Ab jetzt fängt für mein Verständnis erst ein Programmierer an. Alles vorher gehört meinem Verständnis nach zur Ausbildung.

Stufe 6 – Qualität messen können

Um die Eingangsfrage aufzulösen- Was ist für Sie Qualität?

Kann man die sehen/lesen/schmecken ?

Die eigenen Sinne können ganz schön täuschen. Im technischen Umgebungen sollte Qualität immer messbar sein. Nach meinem Verständnis gehören hierzu zwei Dinge: Performance und das Vermeiden von Fehlern. Letzteres lässt sich relativ gut durch sogenannte automatisierte Tests abdecken. Ein Programm sollte nicht abstürzen oder sinnlose Ausgaben geben, nur weil ich als Anwender eine Eingabefeld falsch verstanden habe oder der Programmierer nicht damit gerechnet hat, dass es mehr als 26 verschiedene Zeichen in Namen geben kann.

» **Zu erledigende Aufgaben**
[a] Geben Sie aus dem Text über Softwarequalität die Passage von "Ab jetzt fängt" bis "die sehen/lesen/schmecken ?" unverändert zurück.
[b] Beantworten Sie anhand des Texts über Softwarequalität:
(i) Wozu gehört laut Verfasser alles vor dem Punkt, an dem ein Programmierer erst anfängt?
(ii) Welche Überschrift trägt Stufe 6?
(iii) Welche zwei Dinge gehören nach diesem Verständnis zu messbarer Qualität?
[c] Führen Sie den Text über Softwarequalität im Anschluss an seinen letzten Satz fort.

» **Verfügbare Daten**

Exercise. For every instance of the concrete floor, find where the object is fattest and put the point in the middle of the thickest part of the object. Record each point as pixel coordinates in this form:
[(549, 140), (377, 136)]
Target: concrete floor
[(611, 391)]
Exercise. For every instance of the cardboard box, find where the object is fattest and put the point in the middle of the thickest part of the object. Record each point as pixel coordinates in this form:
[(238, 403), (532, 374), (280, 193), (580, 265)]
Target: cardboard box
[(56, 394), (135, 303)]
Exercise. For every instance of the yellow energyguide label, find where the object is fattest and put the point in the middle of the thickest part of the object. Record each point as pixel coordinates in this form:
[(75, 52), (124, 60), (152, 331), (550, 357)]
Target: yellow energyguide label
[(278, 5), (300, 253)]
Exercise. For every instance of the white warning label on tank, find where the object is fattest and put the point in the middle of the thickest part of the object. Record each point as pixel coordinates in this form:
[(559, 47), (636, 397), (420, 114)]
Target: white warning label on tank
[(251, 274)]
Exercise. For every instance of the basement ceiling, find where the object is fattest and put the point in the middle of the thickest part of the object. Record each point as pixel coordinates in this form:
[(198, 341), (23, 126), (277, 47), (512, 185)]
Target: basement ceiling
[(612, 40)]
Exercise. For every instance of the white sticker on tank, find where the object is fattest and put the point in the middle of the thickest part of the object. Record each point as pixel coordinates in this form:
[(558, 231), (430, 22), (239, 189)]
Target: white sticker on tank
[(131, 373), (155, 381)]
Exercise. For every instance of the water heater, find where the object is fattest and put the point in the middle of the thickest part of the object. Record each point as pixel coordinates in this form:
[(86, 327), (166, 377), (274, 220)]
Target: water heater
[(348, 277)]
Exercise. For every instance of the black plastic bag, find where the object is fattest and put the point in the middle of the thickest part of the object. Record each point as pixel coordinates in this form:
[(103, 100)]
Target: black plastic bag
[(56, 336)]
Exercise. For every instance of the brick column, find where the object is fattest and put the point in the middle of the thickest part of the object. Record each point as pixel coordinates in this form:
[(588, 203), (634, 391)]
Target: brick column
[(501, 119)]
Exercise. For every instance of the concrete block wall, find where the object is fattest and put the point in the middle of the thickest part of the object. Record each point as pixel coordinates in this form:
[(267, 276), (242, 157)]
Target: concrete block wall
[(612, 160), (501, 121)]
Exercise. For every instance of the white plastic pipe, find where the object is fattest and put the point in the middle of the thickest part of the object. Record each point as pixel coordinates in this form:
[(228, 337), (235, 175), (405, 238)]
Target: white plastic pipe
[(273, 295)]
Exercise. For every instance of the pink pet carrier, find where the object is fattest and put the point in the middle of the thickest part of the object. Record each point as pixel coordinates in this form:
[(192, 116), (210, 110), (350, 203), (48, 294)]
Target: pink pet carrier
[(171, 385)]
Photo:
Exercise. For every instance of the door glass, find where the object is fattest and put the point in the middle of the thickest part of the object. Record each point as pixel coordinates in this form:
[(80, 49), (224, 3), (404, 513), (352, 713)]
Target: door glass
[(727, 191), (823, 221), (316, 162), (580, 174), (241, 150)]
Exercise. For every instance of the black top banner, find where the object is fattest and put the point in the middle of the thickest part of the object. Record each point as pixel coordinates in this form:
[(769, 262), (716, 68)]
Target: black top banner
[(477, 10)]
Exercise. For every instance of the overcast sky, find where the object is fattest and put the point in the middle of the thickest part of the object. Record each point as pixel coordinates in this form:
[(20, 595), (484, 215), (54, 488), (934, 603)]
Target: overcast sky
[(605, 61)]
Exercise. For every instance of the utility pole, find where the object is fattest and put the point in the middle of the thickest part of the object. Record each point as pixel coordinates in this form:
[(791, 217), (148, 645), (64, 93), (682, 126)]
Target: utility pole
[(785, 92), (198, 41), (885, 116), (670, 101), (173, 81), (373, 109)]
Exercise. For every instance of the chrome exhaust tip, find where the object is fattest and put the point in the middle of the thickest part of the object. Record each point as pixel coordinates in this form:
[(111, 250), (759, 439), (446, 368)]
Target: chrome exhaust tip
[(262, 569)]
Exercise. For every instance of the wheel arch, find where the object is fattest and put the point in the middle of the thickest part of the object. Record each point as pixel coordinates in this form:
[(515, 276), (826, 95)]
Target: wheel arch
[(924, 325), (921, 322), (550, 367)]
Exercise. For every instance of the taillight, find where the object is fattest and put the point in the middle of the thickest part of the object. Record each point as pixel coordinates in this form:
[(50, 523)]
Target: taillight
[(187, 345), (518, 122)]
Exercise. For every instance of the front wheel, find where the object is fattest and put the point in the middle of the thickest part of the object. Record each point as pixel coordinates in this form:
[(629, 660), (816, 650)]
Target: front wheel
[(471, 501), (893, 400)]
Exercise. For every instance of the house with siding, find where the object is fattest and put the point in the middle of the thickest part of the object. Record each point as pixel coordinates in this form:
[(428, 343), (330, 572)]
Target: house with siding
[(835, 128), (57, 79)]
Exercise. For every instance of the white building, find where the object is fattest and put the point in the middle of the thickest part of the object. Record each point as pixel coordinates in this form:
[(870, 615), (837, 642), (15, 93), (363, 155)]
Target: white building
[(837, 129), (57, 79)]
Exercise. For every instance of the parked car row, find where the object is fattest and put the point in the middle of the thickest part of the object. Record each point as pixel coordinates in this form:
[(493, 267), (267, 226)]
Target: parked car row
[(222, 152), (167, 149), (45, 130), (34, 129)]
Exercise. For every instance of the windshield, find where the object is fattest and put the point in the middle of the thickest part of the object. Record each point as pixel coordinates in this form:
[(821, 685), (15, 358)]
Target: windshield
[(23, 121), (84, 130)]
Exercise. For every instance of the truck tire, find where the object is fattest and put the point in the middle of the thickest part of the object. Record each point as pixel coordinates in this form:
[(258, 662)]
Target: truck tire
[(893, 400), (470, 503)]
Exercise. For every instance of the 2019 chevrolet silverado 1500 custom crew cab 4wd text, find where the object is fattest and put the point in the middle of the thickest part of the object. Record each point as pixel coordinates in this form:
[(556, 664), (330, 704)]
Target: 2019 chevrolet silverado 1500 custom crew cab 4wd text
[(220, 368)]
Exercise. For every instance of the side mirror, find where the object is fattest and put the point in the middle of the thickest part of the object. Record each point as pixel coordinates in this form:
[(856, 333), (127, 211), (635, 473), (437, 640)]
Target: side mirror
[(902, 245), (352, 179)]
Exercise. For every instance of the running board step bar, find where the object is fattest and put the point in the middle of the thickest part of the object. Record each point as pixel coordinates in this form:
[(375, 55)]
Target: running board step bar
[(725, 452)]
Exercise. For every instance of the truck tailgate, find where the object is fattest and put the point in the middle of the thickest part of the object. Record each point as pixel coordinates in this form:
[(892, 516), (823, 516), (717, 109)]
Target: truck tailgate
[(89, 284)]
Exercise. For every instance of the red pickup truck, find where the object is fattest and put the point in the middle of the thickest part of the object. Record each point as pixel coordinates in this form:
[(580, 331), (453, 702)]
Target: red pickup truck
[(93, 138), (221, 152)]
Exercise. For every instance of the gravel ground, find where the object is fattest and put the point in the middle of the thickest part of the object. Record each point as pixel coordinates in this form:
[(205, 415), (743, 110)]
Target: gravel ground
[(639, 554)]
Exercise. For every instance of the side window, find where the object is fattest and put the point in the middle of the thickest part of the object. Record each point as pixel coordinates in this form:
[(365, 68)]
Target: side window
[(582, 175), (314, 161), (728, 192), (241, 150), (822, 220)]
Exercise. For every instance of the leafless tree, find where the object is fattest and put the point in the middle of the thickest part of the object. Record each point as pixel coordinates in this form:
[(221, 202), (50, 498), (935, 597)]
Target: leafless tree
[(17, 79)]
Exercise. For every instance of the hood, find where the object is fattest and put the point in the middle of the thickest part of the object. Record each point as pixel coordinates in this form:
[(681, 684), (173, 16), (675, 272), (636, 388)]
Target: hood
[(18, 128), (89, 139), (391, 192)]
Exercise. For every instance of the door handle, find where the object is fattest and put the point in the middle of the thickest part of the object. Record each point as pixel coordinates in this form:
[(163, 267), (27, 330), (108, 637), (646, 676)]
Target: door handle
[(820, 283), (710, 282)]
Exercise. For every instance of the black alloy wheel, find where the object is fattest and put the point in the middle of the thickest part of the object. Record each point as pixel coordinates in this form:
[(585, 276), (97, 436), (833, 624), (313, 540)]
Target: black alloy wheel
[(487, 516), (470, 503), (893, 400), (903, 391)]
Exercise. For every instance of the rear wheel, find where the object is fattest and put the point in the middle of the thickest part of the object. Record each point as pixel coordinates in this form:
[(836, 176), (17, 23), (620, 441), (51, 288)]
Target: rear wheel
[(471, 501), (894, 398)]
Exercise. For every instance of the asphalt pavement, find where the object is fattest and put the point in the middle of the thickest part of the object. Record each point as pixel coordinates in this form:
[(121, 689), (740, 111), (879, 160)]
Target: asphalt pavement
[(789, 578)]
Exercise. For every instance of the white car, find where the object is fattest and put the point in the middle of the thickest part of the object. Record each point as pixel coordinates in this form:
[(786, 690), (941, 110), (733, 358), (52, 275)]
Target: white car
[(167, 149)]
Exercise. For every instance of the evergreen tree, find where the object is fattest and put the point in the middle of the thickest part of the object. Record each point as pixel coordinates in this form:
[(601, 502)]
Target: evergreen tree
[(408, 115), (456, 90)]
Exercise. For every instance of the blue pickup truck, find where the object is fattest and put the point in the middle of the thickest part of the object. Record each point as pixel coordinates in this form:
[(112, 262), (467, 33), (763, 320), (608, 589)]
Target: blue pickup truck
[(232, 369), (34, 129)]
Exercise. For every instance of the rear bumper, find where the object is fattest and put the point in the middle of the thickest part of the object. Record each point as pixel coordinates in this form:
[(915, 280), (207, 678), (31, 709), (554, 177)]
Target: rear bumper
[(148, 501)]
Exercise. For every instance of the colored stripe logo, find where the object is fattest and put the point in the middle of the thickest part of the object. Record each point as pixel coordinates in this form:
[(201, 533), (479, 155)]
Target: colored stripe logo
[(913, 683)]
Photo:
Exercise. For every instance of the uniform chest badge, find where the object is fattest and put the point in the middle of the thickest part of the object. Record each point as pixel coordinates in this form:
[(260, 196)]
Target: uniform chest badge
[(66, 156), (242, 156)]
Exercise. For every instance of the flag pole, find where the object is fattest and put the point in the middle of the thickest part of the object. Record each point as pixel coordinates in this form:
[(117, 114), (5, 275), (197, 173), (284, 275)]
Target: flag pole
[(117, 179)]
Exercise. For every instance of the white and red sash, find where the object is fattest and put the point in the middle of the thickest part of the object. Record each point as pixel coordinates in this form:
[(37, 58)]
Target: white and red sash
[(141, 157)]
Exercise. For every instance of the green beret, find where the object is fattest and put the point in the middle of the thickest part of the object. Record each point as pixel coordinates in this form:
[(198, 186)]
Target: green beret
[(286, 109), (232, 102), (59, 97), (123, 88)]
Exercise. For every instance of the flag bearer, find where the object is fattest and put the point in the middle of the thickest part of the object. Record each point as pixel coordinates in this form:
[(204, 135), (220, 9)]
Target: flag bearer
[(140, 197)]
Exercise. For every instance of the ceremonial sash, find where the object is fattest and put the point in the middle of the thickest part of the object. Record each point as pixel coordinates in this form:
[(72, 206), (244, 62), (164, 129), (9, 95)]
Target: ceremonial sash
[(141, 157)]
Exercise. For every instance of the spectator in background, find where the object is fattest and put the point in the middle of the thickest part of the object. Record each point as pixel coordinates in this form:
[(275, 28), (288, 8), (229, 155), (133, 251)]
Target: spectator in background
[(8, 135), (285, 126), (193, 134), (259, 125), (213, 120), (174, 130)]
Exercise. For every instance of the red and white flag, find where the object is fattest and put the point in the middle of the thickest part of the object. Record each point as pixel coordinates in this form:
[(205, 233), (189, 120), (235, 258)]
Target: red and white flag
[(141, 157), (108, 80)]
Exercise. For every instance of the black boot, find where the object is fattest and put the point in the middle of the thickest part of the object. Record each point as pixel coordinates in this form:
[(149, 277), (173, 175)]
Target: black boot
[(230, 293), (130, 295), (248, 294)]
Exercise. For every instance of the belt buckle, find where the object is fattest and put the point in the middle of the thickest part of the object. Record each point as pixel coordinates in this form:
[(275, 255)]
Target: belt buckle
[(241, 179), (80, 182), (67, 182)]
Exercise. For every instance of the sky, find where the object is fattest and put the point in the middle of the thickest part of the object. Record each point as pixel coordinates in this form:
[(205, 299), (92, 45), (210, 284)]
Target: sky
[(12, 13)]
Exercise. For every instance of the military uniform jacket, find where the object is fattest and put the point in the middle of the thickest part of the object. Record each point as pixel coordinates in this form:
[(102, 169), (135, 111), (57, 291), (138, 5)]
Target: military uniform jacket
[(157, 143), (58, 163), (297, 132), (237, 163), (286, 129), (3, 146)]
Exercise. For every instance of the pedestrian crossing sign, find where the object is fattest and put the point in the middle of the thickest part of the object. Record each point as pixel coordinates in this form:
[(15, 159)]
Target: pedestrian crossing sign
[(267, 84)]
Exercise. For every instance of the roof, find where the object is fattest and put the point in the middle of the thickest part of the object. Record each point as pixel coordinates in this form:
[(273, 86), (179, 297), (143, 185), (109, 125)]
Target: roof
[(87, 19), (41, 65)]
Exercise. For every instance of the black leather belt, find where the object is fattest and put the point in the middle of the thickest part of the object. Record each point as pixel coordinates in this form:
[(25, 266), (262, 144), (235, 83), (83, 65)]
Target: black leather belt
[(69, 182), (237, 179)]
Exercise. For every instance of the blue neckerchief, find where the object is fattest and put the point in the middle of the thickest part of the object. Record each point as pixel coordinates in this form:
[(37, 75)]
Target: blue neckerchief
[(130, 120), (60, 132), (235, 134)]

» **Antworten je Aufgabe**
[a]
Ab jetzt fängt für mein Verständnis erst ein Programmierer an. Alles vorher gehört meinem Verständnis nach zur Ausbildung.

Stufe 6 – Qualität messen können

Um die Eingangsfrage aufzulösen- Was ist für Sie Qualität?

Kann man die sehen/lesen/schmecken ?

[b]
(i) Zur Ausbildung.
(ii) „Qualität messen können“.
(iii) Performance und das Vermeiden von Fehlern.

[c]
Der Königsweg schon seit ca 10 Jahren ist das sogenannte TTD= test driven development. Also zuerst werden Tests geschrieben, danach wird erst die eigentliche Funktion programmiert. Programmierer:innen der alten Schule müssen sich dabei ziemlich umstellen, aber dieser Weg hat unzählige Vorteile- vor allem die dadurch gestiegene Qualität. Ich sehe jetzt wieder die „alten Hasen/Häsinnen“ vor mir, die mir widersprechen wollen. Die Sätze fangen meistens mit „Finde ich auch gut, aber…“ oder „Ja, aber…“ an. Das ist nur ein wehren und Verteidigen der alten Techniken. „Haben wir immer so gemacht.“ „Ist nicht notwendig, weil…“ OK, setzen und in Stufe 5 bleiben- alle anderen: das wäre jetzt State of the Art.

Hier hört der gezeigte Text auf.